Given text:

>>

# Reducing Localization costs and improving accuracy with Amazon Translate

This is an accompanying notebook for Chapter 10 - Reducing locationlization costs and improving accuracy from the Natural Language Processing with AWS AI Services book. Please make sure to read the instructions provided in the book prior to attempting this notebook. In this chapter we will walkthrough a solution example of how to automate the translation of your web pages and save on localization costs using Amazon Translate. Organizations looking to expand internationally no longer have to implement time consuming and cost prohibitive localization projects to change their web pages, they can leverage [Amazon Translate](https://aws.amazon.com/translate/) which is a neural ML powered translation service as part of the development lifecycle to automatically convert web pages into multiple languages. We will show you how in this notebook.

<<

Problem details: Print the whole Amazon Translate notebook introduction word for word. The data after this point is separate from the Amazon Translate notebook introduction.

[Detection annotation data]
>>

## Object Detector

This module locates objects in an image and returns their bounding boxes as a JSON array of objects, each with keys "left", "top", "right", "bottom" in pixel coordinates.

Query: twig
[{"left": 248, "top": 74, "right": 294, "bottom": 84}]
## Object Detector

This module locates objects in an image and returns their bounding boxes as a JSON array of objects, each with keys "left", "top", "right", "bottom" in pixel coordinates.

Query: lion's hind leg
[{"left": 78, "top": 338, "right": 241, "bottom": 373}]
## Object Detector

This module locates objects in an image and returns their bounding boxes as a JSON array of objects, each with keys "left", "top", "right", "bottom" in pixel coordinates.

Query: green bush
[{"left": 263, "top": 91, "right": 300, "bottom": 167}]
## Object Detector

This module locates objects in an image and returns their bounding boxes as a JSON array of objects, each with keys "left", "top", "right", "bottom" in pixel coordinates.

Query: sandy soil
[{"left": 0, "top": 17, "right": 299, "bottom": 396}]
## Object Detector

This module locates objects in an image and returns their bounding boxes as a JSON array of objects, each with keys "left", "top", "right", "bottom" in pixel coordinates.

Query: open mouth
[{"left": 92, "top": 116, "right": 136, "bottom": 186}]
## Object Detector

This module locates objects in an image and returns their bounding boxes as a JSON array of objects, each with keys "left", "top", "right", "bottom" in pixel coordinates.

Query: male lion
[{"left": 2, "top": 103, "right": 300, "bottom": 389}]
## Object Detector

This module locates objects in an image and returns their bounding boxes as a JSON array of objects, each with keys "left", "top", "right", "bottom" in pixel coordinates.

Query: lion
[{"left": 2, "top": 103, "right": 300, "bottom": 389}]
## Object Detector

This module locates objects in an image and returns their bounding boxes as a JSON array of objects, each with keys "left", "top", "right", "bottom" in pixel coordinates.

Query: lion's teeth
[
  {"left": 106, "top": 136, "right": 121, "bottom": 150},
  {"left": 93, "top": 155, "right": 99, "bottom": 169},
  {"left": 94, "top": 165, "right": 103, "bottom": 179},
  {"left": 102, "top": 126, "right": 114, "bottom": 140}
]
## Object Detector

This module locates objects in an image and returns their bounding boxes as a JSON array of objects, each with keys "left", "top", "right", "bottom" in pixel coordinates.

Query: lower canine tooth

<<

Right answer:
# Reducing Localization costs and improving accuracy with Amazon Translate

This is an accompanying notebook for Chapter 10 - Reducing locationlization costs and improving accuracy from the Natural Language Processing with AWS AI Services book. Please make sure to read the instructions provided in the book prior to attempting this notebook. In this chapter we will walkthrough a solution example of how to automate the translation of your web pages and save on localization costs using Amazon Translate. Organizations looking to expand internationally no longer have to implement time consuming and cost prohibitive localization projects to change their web pages, they can leverage [Amazon Translate](https://aws.amazon.com/translate/) which is a neural ML powered translation service as part of the development lifecycle to automatically convert web pages into multiple languages. We will show you how in this notebook.